Dataset records
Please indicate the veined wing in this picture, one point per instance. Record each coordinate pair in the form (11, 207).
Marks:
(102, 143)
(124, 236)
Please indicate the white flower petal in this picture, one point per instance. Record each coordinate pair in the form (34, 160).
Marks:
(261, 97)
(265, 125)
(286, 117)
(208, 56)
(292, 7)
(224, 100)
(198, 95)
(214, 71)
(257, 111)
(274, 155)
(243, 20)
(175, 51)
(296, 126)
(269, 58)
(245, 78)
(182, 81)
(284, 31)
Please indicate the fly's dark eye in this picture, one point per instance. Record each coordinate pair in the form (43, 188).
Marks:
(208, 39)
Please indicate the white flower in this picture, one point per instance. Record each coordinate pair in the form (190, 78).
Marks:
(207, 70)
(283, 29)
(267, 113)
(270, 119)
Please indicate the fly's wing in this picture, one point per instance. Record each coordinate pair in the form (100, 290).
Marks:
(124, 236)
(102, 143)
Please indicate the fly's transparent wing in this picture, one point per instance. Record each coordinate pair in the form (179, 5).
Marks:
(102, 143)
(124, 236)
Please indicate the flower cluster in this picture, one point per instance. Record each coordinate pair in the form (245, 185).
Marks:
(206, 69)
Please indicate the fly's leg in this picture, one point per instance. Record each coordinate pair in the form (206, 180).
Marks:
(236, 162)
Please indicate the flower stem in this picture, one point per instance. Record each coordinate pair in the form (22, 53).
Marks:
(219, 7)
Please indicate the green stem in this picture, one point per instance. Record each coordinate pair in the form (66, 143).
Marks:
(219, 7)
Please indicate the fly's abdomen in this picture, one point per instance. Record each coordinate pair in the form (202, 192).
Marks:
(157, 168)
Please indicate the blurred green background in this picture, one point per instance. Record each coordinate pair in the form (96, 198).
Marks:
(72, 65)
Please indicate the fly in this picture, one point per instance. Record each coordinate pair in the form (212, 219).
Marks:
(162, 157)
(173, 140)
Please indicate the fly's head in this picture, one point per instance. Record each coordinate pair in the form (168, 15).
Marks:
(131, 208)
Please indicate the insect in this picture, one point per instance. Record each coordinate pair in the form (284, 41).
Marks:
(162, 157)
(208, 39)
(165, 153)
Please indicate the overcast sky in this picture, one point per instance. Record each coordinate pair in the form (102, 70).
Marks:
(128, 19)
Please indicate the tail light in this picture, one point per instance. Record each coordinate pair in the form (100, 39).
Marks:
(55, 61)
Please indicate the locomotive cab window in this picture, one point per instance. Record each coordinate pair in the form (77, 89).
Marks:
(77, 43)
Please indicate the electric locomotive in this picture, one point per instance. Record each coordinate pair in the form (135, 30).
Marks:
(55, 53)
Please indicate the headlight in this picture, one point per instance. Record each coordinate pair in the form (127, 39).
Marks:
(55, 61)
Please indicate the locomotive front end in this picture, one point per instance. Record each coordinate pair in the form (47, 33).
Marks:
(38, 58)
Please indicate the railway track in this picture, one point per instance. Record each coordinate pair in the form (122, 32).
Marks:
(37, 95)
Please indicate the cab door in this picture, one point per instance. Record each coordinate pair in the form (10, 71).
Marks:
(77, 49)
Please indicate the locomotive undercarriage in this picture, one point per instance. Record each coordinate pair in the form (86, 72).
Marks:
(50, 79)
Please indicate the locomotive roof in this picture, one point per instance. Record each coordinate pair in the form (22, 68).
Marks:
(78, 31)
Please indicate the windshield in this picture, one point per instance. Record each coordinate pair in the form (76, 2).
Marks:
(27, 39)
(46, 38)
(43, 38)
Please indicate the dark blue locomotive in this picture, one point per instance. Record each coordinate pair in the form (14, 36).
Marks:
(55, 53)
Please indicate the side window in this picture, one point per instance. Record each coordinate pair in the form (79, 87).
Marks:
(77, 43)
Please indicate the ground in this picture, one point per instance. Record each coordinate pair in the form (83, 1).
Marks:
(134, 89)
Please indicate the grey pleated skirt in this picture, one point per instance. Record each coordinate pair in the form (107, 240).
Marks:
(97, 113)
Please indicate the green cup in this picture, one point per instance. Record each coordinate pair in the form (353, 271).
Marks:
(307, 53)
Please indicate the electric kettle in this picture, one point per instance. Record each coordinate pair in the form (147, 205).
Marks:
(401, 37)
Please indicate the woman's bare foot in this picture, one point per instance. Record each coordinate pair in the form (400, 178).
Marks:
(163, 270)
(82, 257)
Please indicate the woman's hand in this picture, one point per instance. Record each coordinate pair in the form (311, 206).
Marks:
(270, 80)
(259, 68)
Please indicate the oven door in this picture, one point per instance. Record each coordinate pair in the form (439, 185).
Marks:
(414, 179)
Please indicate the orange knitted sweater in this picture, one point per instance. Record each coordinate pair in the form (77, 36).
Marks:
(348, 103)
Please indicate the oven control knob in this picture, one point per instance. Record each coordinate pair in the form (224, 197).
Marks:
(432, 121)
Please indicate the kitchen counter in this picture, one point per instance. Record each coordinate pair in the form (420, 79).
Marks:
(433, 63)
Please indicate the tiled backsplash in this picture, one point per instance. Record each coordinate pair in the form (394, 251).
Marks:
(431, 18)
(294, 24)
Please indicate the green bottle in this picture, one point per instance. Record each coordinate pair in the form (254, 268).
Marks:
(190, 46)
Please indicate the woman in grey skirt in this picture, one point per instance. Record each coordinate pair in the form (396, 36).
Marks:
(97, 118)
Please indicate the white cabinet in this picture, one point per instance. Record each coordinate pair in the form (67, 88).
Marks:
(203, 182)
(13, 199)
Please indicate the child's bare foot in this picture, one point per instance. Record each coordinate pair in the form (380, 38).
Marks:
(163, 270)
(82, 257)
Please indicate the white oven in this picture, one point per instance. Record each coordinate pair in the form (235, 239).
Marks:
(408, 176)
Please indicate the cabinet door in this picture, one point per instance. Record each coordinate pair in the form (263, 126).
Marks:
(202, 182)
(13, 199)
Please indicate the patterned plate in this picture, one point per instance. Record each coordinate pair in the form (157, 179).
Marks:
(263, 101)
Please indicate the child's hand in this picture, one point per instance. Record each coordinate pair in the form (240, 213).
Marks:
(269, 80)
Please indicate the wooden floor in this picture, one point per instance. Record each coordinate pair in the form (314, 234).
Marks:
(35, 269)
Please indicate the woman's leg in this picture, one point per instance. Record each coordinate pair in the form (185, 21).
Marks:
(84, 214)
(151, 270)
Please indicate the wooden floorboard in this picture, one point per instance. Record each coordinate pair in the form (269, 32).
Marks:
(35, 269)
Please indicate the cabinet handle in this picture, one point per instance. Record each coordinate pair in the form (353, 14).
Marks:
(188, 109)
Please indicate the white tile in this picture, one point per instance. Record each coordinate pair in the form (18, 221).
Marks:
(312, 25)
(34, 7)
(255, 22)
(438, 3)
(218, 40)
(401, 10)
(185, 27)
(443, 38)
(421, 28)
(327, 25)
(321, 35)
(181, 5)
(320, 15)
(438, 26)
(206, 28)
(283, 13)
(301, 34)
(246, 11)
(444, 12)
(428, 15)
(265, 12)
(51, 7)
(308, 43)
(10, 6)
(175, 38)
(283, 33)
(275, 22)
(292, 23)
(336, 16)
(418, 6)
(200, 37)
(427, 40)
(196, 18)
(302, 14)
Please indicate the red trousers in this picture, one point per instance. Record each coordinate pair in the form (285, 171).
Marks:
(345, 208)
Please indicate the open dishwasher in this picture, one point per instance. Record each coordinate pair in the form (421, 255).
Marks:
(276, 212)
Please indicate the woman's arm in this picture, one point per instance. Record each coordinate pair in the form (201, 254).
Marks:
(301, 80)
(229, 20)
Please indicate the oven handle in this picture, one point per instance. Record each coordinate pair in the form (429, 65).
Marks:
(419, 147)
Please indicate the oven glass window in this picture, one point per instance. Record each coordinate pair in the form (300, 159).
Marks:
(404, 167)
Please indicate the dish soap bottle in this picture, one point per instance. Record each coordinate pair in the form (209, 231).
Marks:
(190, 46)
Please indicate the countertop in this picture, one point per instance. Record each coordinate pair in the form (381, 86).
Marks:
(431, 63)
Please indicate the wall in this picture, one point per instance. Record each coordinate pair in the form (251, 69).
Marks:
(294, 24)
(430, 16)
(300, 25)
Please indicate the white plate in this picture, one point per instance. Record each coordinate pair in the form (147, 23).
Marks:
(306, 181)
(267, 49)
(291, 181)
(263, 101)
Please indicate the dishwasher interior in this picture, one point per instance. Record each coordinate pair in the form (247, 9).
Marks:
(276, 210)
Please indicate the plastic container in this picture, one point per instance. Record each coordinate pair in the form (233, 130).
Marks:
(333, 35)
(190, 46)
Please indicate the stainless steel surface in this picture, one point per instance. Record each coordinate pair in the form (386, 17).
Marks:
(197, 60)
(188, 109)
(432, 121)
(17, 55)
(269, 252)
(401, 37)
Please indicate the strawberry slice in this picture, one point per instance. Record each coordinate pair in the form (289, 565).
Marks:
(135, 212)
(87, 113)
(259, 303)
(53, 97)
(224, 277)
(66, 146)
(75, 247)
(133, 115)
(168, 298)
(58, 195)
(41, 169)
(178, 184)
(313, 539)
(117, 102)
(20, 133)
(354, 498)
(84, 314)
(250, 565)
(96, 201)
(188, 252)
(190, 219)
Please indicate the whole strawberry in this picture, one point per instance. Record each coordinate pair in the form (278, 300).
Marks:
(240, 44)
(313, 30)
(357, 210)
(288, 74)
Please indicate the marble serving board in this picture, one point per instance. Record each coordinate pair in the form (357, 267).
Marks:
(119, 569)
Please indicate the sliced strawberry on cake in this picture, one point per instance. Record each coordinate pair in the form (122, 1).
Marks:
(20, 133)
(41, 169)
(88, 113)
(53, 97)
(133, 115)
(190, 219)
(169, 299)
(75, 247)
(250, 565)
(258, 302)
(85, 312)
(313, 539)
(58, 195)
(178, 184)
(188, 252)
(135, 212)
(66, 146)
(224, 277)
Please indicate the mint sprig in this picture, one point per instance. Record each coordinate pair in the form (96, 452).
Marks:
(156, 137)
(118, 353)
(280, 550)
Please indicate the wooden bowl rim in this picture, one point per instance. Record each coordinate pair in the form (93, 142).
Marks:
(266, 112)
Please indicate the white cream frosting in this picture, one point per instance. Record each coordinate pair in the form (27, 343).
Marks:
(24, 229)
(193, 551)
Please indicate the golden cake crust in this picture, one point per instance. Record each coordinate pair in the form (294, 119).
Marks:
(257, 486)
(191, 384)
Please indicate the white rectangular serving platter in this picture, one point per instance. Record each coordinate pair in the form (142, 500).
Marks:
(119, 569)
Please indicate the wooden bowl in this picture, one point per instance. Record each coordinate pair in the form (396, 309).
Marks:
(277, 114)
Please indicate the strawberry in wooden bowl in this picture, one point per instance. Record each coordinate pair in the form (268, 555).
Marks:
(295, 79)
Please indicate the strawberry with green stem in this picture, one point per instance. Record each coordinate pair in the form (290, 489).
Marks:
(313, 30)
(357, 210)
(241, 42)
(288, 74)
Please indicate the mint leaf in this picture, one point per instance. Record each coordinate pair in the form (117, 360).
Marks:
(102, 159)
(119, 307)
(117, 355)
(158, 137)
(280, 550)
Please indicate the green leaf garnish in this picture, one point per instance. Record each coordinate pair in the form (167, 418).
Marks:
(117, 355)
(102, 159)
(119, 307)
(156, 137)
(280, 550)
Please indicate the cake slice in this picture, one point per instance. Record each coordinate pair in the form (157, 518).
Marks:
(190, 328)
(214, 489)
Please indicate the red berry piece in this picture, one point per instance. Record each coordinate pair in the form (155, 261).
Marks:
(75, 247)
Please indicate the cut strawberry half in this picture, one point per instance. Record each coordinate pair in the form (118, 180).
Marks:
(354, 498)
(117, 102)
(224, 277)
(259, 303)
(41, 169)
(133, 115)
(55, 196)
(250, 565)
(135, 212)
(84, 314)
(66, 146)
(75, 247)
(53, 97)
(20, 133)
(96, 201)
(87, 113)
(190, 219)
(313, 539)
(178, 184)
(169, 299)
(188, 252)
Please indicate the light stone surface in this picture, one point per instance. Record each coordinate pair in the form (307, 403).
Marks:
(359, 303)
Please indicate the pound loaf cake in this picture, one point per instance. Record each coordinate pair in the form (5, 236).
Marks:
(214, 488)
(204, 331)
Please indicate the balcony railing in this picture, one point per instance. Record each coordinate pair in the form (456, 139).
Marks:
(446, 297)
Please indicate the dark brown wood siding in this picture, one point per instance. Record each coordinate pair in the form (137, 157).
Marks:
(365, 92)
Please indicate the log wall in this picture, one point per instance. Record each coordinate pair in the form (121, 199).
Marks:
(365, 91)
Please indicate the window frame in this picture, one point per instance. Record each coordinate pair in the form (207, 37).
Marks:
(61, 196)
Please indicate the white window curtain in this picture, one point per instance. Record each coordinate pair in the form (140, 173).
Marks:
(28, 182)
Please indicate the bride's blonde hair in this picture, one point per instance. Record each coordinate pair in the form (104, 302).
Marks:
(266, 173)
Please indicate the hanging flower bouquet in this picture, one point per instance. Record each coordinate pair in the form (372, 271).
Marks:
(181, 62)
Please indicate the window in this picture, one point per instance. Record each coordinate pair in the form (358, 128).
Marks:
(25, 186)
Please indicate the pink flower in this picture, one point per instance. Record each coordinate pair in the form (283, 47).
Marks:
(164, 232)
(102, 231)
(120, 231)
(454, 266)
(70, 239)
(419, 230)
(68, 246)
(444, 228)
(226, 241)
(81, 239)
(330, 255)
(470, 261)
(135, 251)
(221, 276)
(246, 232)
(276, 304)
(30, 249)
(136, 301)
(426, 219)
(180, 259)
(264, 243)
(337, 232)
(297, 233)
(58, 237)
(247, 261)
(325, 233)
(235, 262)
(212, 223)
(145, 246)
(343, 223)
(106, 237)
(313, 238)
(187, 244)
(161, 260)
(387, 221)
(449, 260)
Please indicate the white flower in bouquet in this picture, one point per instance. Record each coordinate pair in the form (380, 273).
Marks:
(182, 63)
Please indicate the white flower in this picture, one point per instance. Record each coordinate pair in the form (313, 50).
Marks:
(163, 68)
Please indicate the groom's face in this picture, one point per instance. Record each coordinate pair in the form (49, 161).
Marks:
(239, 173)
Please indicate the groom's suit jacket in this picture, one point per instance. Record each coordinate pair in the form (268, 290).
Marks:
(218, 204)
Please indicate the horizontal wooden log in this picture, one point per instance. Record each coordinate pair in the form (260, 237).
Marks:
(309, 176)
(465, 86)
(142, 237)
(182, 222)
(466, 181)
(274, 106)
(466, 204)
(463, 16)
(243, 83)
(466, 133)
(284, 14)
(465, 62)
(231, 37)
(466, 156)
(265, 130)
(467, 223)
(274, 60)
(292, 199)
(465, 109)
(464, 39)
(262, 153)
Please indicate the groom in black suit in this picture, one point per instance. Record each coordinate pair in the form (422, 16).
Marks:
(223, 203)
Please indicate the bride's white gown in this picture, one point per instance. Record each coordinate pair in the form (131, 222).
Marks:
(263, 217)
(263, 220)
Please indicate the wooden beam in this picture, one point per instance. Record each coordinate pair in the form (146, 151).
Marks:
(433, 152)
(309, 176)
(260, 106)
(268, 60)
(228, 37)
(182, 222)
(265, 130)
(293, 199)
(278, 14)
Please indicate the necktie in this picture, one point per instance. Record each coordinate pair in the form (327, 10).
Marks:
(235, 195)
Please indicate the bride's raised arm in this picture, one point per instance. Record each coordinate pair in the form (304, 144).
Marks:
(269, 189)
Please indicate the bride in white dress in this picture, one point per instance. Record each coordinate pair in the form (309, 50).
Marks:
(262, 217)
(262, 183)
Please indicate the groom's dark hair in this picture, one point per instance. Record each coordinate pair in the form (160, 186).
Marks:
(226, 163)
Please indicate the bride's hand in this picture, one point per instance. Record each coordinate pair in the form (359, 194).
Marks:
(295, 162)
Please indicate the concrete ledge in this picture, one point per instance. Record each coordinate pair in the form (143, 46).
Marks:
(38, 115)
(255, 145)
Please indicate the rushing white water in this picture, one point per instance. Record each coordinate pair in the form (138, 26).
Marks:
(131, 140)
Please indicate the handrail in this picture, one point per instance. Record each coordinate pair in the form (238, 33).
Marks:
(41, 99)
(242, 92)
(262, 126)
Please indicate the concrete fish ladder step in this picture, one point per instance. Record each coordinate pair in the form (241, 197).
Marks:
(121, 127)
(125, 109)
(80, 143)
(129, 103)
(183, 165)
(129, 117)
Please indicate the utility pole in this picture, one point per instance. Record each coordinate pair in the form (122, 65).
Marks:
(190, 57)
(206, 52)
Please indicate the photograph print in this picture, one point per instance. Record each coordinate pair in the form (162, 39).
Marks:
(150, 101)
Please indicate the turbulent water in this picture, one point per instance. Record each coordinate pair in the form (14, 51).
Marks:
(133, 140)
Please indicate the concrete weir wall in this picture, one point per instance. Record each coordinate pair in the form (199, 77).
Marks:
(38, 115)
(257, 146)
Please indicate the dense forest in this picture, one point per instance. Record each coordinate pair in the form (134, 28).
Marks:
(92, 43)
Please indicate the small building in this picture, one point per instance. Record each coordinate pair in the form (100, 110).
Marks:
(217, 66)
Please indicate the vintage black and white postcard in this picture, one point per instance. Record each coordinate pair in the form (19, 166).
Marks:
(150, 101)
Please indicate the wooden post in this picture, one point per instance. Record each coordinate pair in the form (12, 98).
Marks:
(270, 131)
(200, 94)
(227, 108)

- [Set problem]:
Change every "Marks" to "Points" in the items from the line that contains "Please indicate the vintage" through the end of the records. Write out those lines again with all else unchanged.

- [Final result]:
Please indicate the vintage black and white postcard in this picture, one point per instance. Record each coordinate pair in the form (19, 166).
Points:
(150, 101)
Please indicate the wooden post in this picture, one point per instance. Record each coordinate pair in the form (12, 98).
Points:
(270, 131)
(200, 94)
(227, 108)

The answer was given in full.